Start TEXT
[ISSUE #10489] Support BatchChangeInvisibleTime to reduce network round-trips and RocksDB flushes#10519
[ISSUE #10489] Support BatchChangeInvisibleTime to reduce network round-trips and RocksDB flushes#10519qianye1001 wants to merge 15 commits into
Conversation
…rk round-trips and RocksDB flushes
Codecov Report❌ Patch coverage is Additional details and impacted files@@ Coverage Diff @@
## develop #10519 +/- ##
=============================================
+ Coverage 48.12% 48.30% +0.17%
- Complexity 13352 13565 +213
=============================================
Files 1377 1384 +7
Lines 100720 101614 +894
Branches 13012 13133 +121
=============================================
+ Hits 48476 49080 +604
- Misses 46309 46519 +210
- Partials 5935 6015 +80 ☔ View full report in Codecov by Harness. 🚀 New features to boost your workflow:
|
RockteMQ-AI
left a comment
There was a problem hiding this comment.
Review by github-manager-bot
Summary
This PR adds batch support for ChangeInvisibleTime across the full stack (remoting protocol → client → broker → proxy), reducing network round-trips and RocksDB flushes when multiple pop consumer records need invisible-time updates in the same batch. The feature is gated by enableBatchChangeInvisibleTime and falls back to per-entry processing when disabled.
End TEXT
Start DATASET CONTENT
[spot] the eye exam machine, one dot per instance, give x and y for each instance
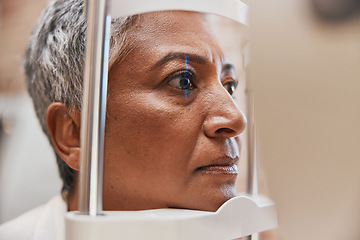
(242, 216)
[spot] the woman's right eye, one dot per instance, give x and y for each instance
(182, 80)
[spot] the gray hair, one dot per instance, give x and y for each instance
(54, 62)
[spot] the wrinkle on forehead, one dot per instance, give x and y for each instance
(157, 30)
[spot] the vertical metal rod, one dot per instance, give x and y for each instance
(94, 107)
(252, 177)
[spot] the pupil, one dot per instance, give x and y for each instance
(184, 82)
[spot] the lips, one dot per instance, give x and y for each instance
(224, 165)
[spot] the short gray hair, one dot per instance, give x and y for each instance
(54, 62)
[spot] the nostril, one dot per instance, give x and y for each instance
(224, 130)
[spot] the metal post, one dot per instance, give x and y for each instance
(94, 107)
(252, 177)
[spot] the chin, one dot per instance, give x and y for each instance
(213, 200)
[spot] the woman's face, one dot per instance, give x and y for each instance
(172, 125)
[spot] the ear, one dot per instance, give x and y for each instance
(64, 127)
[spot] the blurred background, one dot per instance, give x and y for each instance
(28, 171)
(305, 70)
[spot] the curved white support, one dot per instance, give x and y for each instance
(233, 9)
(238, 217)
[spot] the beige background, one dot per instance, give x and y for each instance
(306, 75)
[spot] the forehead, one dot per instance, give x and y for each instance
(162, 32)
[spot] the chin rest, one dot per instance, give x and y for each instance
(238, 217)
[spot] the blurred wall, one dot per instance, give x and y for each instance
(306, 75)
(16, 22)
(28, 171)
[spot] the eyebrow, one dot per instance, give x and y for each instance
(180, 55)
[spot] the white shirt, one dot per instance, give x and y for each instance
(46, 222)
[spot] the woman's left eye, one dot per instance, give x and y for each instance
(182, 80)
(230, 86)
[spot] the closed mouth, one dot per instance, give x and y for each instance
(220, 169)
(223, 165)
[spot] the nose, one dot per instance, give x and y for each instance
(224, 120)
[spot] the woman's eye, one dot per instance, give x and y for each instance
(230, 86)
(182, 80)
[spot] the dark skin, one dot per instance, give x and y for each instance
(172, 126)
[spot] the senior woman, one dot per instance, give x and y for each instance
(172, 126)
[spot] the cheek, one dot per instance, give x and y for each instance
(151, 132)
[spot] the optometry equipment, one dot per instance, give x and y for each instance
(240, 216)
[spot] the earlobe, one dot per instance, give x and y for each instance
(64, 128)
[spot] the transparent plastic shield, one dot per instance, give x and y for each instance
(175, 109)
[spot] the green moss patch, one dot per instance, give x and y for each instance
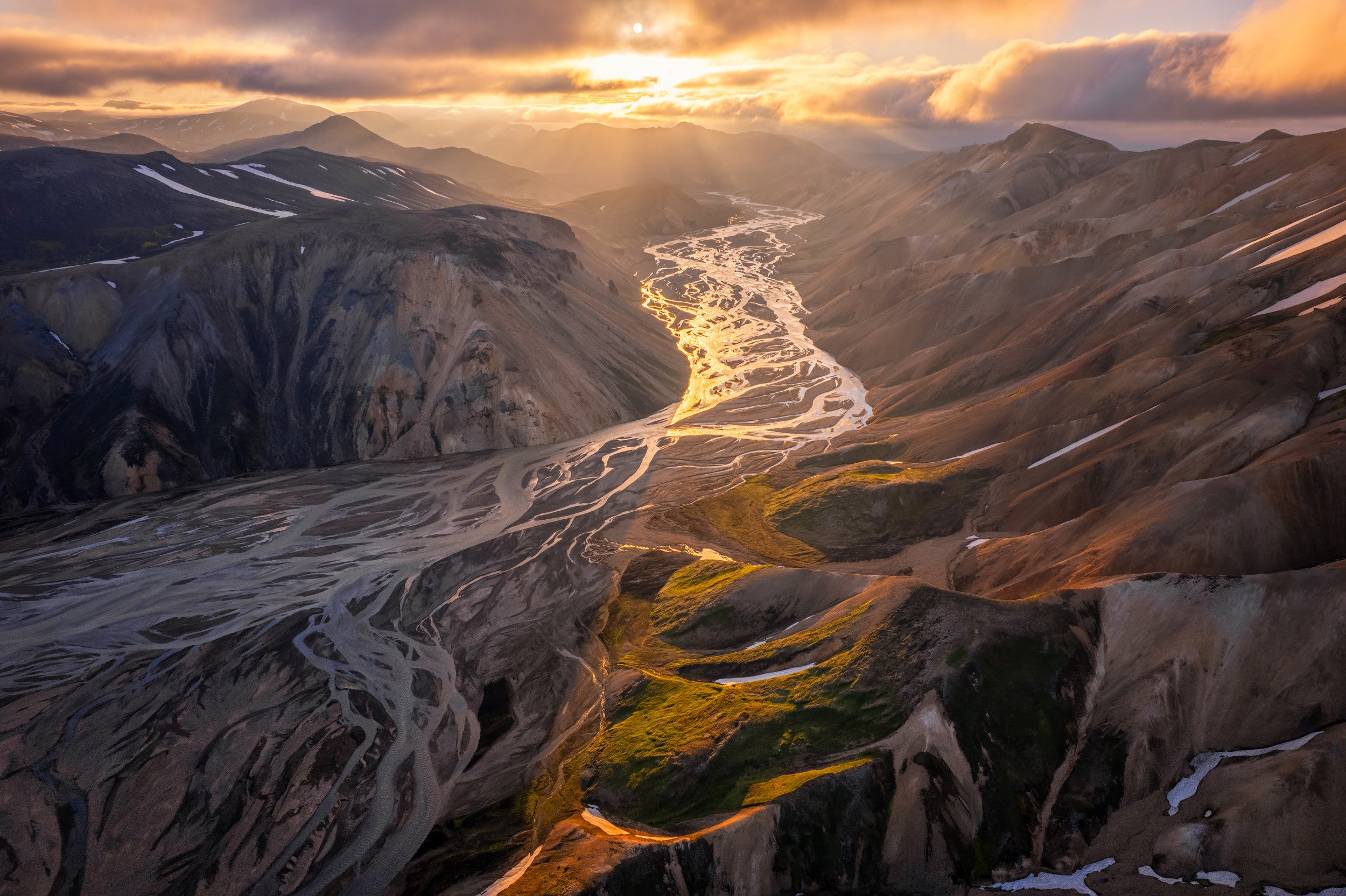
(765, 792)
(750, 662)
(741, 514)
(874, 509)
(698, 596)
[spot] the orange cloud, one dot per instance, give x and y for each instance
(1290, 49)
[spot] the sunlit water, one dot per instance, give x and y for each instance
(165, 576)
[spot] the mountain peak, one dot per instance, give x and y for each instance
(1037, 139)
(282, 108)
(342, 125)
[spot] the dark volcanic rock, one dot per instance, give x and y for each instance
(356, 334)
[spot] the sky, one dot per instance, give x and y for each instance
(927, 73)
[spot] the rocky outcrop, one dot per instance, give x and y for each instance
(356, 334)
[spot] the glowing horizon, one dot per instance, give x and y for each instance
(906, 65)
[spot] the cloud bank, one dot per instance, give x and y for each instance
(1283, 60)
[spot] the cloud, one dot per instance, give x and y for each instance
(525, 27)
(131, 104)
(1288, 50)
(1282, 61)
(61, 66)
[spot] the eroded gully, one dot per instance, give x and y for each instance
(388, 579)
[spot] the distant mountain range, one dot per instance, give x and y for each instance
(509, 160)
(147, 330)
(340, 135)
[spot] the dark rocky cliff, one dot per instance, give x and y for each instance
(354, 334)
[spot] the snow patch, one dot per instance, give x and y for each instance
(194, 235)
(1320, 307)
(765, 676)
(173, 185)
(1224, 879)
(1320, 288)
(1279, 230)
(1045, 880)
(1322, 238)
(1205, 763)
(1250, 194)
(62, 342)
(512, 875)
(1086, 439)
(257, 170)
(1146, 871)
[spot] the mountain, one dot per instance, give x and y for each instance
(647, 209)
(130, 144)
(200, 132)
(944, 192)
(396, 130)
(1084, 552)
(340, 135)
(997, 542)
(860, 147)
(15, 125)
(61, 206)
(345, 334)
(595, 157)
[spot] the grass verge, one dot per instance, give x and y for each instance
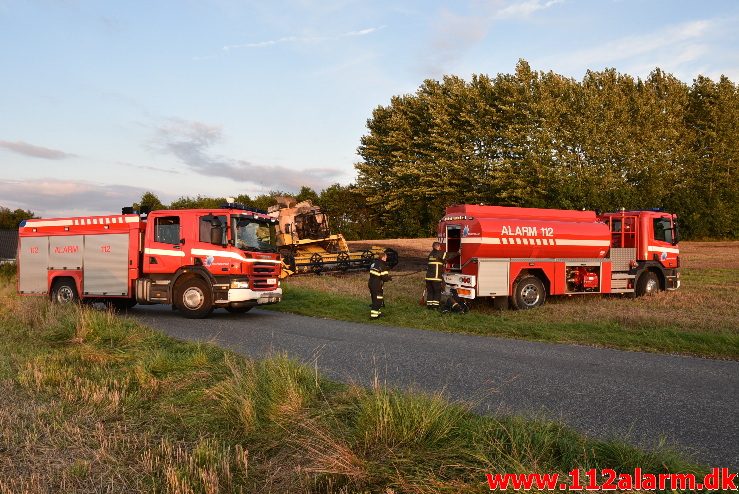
End DATASET CONTENT
### AIM OF THE TASK
In the pull request text, which layers of the stack does the summary say the batch support for ChangeInvisibleTime is added across?

### SOLUTION TO THIS EXERCISE
Remoting protocol, client, broker and proxy.